● **Exercise text**:
Narrow queried indices based on `_typename` filters by marcdaniels-toast · Pull Request #1229 · block/elasticgraph

marcdaniels-toast · 2026-06-02T03:48:59Z

When a query on an abstract type filters on __typename, we can skip any index that contains none of the requested concrete types. For example, querying DistributionChannel with _typename: PhysicalStore only needs to hit physical_stores, not distribution_channels.

~~TypenameIndexPicker implements this using FilterValueSetExtractor for full set-algebra support across not, any_of, and all_of filter combinators.~~

Update: #1239 extracted EqualityValueSet and created a FilterValueSetExtractor.for_equality factory. Now DatastoreQuery via TypenameFilter determines the subset of types matching the query's filters and narrows to only those types' indices.

One design decision worth noting: DatastoreQuery overrides the generated Data accessor for search_index_definitions so the narrowing is transparent to all callers, using super to get the raw stored value. The alternative, a separate narrowed_search_index_definitions method, would leave callers with two similar methods to choose from.

Update: DatastoreQuery exposes two index definition accessors: initial_search_index_definitions (the set provided at construction time) and narrowed_search_index_definitions. All internal methods that determine what to search use narrowed_search_index_definitions, making the narrowing transparent to callers. initial_search_index_definitions is retained as a named concept for the rare case where the pre-narrowing set is needed.

Doc check

I wanted to be sure the YARD documentation of initial_search_index_definitions worked properly. Here's a screenshot:

myronmarston

Nice work @marcdaniels-toast! Left some suggestions.

When a query includes a `__typename` filter with `equal_to_any_of`, `DatastoreQuery#narrowed_search_index_definitions` now intersects the full set of initial index definitions with only the indices that can contain the filtered type names. This avoids searching indices that cannot possibly contain matching documents. For example, filtering `distributionChannels` to `PhysicalStore` will now search only `physical_stores`, not `distribution_channels` as well. Generated with Claude Code

Generated with Claude Code

marcdaniels-toast · 2026-06-06T03:25:41Z

+
+module ElasticGraph
+  class GraphQL
+    module Filtering


I considered locating this small class in the DatastoreQuery namespace but thought it might better belong here because unlike RoutingPicker it doesn't directly involve any DatastoreQuery concepts I don't think. And it is a Filter class with "Filter" in the name, so this seems like the right home for it.

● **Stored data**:
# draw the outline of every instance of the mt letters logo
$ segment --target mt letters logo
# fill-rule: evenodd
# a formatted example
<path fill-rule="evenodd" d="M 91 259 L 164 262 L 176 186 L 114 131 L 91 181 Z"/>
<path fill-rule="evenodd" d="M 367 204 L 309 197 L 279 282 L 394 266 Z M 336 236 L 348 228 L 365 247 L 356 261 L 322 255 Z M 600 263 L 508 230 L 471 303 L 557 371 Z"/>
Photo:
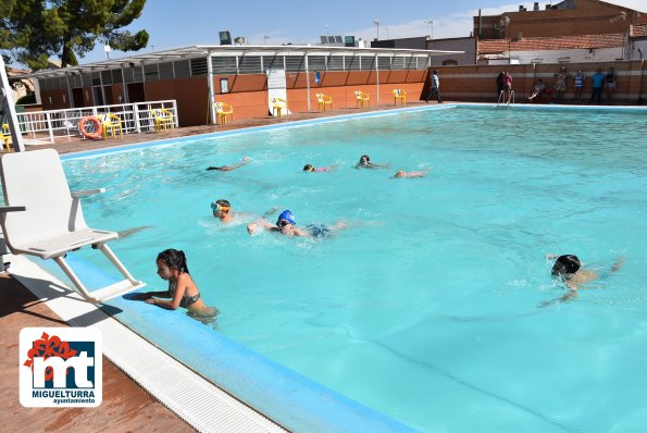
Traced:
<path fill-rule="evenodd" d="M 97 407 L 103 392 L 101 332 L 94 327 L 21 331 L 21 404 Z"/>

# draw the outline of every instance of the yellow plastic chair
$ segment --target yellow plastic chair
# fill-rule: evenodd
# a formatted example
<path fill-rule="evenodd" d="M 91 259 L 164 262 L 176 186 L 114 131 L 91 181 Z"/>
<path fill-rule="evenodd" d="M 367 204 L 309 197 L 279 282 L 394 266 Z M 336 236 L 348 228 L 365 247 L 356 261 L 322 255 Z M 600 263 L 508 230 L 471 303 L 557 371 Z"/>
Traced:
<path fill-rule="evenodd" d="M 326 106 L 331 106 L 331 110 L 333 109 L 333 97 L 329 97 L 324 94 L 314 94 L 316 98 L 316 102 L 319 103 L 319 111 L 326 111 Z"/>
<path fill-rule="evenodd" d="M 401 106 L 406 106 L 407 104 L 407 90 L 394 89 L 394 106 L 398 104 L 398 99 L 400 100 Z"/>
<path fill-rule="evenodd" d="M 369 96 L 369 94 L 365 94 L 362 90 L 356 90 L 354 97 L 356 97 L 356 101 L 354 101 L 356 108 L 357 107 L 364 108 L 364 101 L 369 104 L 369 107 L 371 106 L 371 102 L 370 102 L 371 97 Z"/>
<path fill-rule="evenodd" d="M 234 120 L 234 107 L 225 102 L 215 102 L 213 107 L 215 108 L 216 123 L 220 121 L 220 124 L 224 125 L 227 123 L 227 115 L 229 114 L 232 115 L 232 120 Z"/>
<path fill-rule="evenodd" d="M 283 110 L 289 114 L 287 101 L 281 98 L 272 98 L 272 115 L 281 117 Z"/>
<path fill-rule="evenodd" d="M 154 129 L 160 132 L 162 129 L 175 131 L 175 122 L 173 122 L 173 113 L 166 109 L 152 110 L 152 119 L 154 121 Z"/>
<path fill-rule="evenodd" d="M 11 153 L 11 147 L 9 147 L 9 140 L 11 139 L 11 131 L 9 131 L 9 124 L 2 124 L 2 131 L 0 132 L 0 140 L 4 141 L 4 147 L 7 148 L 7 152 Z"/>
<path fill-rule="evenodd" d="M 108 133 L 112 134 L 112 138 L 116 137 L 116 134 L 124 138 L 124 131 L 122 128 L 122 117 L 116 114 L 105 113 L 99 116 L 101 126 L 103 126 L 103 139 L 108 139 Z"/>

● **Problem set**:
(1) Reproduce the section of the ElasticGraph pull request that opens with the words containing "marcdaniels-toast · 2026-06-02T03:48:59Z" and closes with "those types' indices.".
(2) Answer these questions about the ElasticGraph pull request:
(a) Which pull request extracted EqualityValueSet?
(b) What two index definition accessors does DatastoreQuery expose according to the second update?
(c) When querying DistributionChannel with a PhysicalStore typename filter, which index is the only one that needs to be hit?
(3) Summarize the ElasticGraph pull request in two sentences.

● **Completed exercise**:
(1)
marcdaniels-toast · 2026-06-02T03:48:59Z

When a query on an abstract type filters on __typename, we can skip any index that contains none of the requested concrete types. For example, querying DistributionChannel with _typename: PhysicalStore only needs to hit physical_stores, not distribution_channels.

~~TypenameIndexPicker implements this using FilterValueSetExtractor for full set-algebra support across not, any_of, and all_of filter combinators.~~

Update: #1239 extracted EqualityValueSet and created a FilterValueSetExtractor.for_equality factory. Now DatastoreQuery via TypenameFilter determines the subset of types matching the query's filters and narrows to only those types' indices.

(2)
(a) #1239
(b) initial_search_index_definitions and narrowed_search_index_definitions
(c) physical_stores

(3) When a query on an abstract type filters on __typename, indices that contain none of the requested concrete types are skipped, so querying DistributionChannel filtered to PhysicalStore searches only physical_stores. DatastoreQuery exposes initial_search_index_definitions and narrowed_search_index_definitions, and all internal methods that determine what to search use the narrowed set, making the narrowing transparent to callers.